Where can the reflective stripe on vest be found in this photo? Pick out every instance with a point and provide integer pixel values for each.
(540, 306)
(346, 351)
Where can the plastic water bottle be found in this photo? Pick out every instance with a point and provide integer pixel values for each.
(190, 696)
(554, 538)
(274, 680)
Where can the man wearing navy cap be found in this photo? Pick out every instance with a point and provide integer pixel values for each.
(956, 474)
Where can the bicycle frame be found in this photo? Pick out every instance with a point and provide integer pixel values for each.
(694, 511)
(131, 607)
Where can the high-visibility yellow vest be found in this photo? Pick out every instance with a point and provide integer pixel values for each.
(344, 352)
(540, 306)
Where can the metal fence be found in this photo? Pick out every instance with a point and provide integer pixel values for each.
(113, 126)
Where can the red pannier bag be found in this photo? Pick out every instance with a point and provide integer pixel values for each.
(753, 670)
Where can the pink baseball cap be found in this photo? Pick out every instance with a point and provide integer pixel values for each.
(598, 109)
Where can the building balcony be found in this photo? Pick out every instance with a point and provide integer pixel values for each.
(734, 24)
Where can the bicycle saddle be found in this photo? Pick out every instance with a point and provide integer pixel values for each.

**PROBLEM DETAILS**
Rewrite all the rows above, substituting "Mark" for every "Pick out" and leaving everything else unchanged.

**CORRECT RESPONSE**
Where can the reflective stripe on vest be found in this photo? Mark every instance with a point and provide integer pixel values for each.
(540, 306)
(346, 351)
Where can the plastic water bottle be found in this photo? Mark every instance with a point and provide integer pixel values for each.
(190, 696)
(554, 538)
(274, 680)
Where can the man wearing navy cap be found in this photo? Mark every instance with a point and provide integer pixel values for each.
(956, 474)
Where can the bicycle frame be found in this photo? Mark every instance with a point and provide integer pixel values for each.
(694, 511)
(131, 607)
Where can the high-visibility yellow vest be found in this photo? Mark every instance with a point and provide integer pixel values for each.
(344, 352)
(540, 306)
Where can the metal fence be found in this photo? Mark every instance with a point and provide integer pixel values for each.
(113, 126)
Where can the red pannier bag be found in this photo? Mark every instance with a point and provide integer pixel values for each.
(753, 670)
Where can the pink baseball cap be found in this photo? Mark every instance with a point and provide integer pixel values for each.
(598, 109)
Where can the building balcony be found in this photo? Mark every instance with a point and provide integer pixel values for each.
(734, 24)
Where can the bicycle saddle be found in this photo? Mark every instance with a point and provide integer pixel values for each.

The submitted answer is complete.